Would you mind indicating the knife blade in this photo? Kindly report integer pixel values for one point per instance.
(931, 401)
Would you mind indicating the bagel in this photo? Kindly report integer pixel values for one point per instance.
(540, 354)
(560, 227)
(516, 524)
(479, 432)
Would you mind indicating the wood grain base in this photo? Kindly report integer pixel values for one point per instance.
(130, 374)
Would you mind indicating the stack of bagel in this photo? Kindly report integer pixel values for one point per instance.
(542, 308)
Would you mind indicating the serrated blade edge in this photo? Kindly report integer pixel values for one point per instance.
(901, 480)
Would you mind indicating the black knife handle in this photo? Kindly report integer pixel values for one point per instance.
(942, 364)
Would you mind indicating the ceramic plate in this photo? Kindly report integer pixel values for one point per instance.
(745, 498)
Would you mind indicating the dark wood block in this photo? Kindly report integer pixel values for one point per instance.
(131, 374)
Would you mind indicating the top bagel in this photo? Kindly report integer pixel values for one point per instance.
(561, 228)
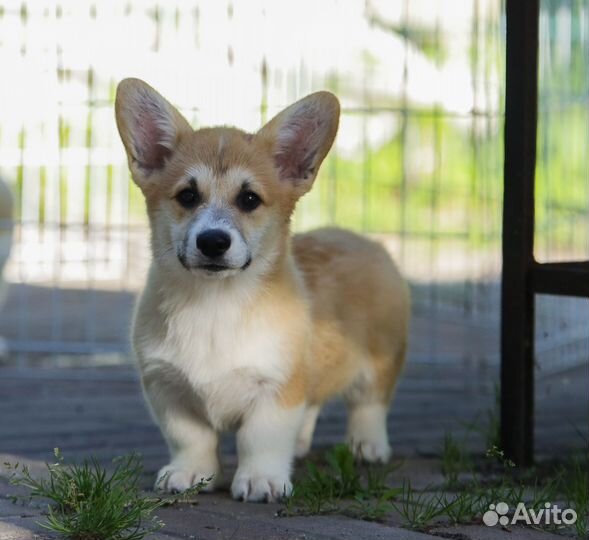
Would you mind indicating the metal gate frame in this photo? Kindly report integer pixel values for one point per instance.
(523, 277)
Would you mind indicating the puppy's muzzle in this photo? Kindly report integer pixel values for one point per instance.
(213, 243)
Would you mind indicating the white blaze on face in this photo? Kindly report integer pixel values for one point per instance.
(217, 213)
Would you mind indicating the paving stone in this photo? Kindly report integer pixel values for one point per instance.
(482, 532)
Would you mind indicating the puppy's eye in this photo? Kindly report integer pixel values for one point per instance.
(188, 198)
(248, 201)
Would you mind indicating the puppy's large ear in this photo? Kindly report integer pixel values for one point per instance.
(149, 125)
(300, 136)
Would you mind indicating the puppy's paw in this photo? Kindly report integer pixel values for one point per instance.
(260, 487)
(303, 446)
(175, 478)
(372, 451)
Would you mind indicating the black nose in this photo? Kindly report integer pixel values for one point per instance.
(213, 243)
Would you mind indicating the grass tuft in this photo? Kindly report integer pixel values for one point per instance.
(88, 503)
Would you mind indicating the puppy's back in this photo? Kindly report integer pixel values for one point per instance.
(360, 304)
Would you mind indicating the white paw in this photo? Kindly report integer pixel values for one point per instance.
(174, 478)
(251, 487)
(303, 446)
(372, 451)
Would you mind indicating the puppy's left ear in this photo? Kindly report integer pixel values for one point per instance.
(300, 136)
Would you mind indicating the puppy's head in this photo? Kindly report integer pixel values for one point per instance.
(219, 199)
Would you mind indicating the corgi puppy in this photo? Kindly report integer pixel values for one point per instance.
(241, 326)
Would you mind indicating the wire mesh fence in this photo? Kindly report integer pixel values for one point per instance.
(417, 163)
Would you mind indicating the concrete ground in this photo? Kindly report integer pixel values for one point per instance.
(99, 411)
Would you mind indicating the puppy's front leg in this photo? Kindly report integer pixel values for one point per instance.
(193, 443)
(265, 445)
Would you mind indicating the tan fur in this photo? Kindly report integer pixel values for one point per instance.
(360, 307)
(287, 323)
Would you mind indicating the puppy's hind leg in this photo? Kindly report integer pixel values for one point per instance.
(305, 437)
(368, 401)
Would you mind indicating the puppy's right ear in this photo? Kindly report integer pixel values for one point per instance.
(149, 125)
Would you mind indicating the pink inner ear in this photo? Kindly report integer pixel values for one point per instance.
(298, 145)
(150, 150)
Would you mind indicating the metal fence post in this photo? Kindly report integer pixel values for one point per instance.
(517, 296)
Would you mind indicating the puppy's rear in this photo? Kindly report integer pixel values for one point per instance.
(360, 309)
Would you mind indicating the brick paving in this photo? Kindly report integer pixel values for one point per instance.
(99, 411)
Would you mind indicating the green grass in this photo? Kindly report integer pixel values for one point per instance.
(89, 503)
(339, 484)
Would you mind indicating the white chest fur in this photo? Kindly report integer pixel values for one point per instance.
(231, 349)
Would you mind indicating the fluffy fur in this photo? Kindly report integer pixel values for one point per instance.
(254, 338)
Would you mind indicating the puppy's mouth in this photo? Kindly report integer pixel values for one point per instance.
(214, 268)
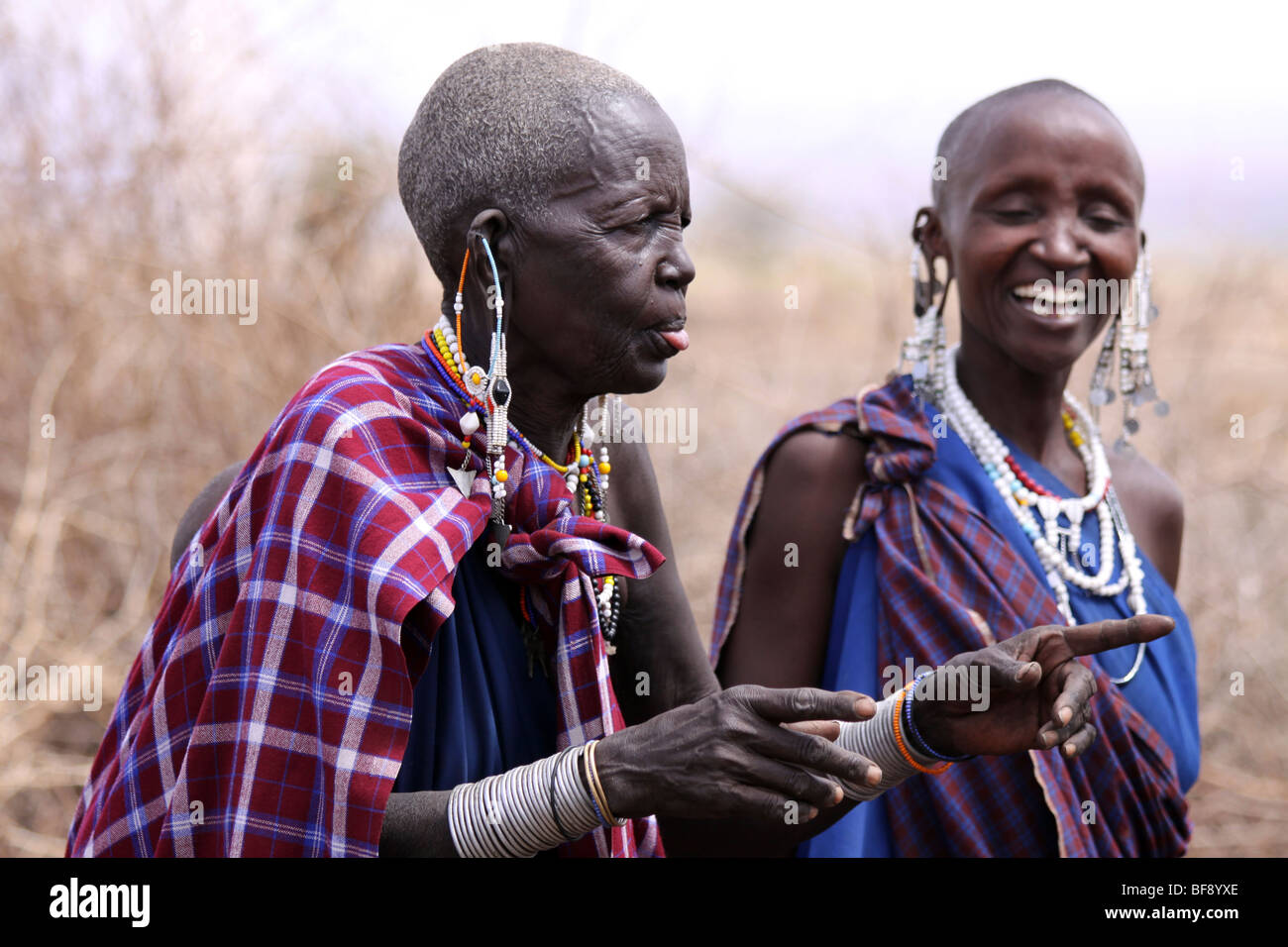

| TASK STATEMENT |
Copy the data character for character, but drop all pictures from the copy.

| ANSWER BOX |
Would you mind indicating the knife blade in this photo? Kindly report integer pixel values for one point per instance.
(931, 401)
Would you mind indicating the bagel in this photo? Kindly report integer pixel values for one point per instance.
(540, 354)
(560, 227)
(516, 524)
(479, 432)
Would you mind indicating the wood grain base in this photo? Kindly report integer pixel values for one point per instance.
(130, 374)
Would you mind indicating the stack of bagel in this photo? Kindly report integer pixel values for one point per instance.
(542, 308)
Would you mind indicating the serrated blade edge in this photo? Kindly report integer pixel values for one point per instance.
(901, 480)
Would you mind indicating the black knife handle in this photo? Kindly report integer pixel values for one point per instance.
(942, 364)
Would you mind indicating the ceramic plate in this photo? Kindly report integer pixel values for one point per instance.
(745, 498)
Would you mind indicating the dark wood block in this photo? Kindly report integer pixel values for one point per instance.
(131, 374)
Would you mind indicating the top bagel in this photo? Kindly report integer pixel values for one point per instance.
(561, 228)
Would you mind indicating the metal gate frame in this photo? Kindly report integer pixel values for one point per instance.
(523, 277)
Would you mind indicating the puppy's muzzle in this photo? Kindly report integer pixel values for one point per instance.
(213, 243)
Would you mind indicating the white blaze on face in this photo? Kindly report integer pixel values for one point per instance.
(217, 213)
Would you mind indicating the paving stone in this photo? Kindly report integer pixel values for one point per instance.
(482, 532)
Would you mind indicating the puppy's eye in this photo? Kindly report integer pixel values for one point per instance.
(188, 198)
(248, 201)
Would you mind indicating the puppy's large ear in this photo? Kindly report integer pixel values for one point per instance.
(149, 125)
(300, 136)
Would you mind indicating the puppy's paw in this photo? Kindly report integer pixel values for one point per instance.
(260, 487)
(303, 446)
(175, 478)
(372, 451)
Would you mind indicating the black nose in this photo? Kindly report integer pixel values for one point per instance.
(213, 243)
Would you mind indicating the grass tuft in this photo? Kindly report integer pixel values for one point per instance.
(88, 503)
Would you mind indicating the puppy's back in this photo? Kindly report integer pixel values for one point per instance.
(360, 304)
Would you mind indicating the white paw in this photo? Kindly report integer pixel values for one point per instance.
(174, 478)
(251, 487)
(303, 446)
(372, 451)
Would you mind indicating the puppy's left ear in this photo? Kindly report integer pixel values for one point per instance.
(300, 136)
Would you mind indicating the puppy's head in this photo? Kindly report integer pixel values for one point per instance.
(219, 199)
Would you mind indicating the corgi puppy in this photo? Kindly report integer pixel values for one point per instance.
(241, 326)
Would you mind indicating the wire mesh fence in this photo? Kindly report integer pixel values for one point per instance.
(417, 163)
Would you mind indicating the concrete ground in this photo? Kindly report integer pixel values for one point per instance.
(99, 411)
Would you mind indicating the puppy's front leg in this photo? Kindly report integer pixel values for one point per instance.
(193, 443)
(265, 445)
Would you mind indicating the tan fur in this photo? Kindly report integer pixel values for one point per instance.
(360, 307)
(287, 323)
Would you mind indicating the puppy's hind leg in this photo? Kindly report integer pixel values for one point per instance.
(305, 437)
(368, 401)
Would you mind indicating the puppy's right ear in this photo? Kindly report integer pixel values for one point per instance.
(149, 125)
Would you mind indicating the pink inner ear in this photo? Kindly report integer pixel values for one point per instance.
(298, 145)
(150, 150)
Would you mind indicating the metal fence post in this photo? Kindly report integer pixel values for one point per instance.
(517, 296)
Would you mind indicating the puppy's rear in this photo? Kindly report integer pixel values for one point per instance.
(360, 309)
Would you mind indicating the brick paving in this photo? Kindly report integer pixel values for one point per instance.
(99, 411)
Would you mind indicating the green grass in this photo? Kindly report integer pixel values for one point per instance.
(89, 503)
(339, 484)
Would you mind indicating the white chest fur in this photo? Kindly report integer pixel values for one point per instance.
(231, 349)
Would you mind indicating the fluffy fur in this photo? Kindly report integer pixel values for one point per instance.
(254, 338)
Would you mind indicating the puppy's mouth in this photo? Kindly report integer pixel values for one point per instance.
(214, 268)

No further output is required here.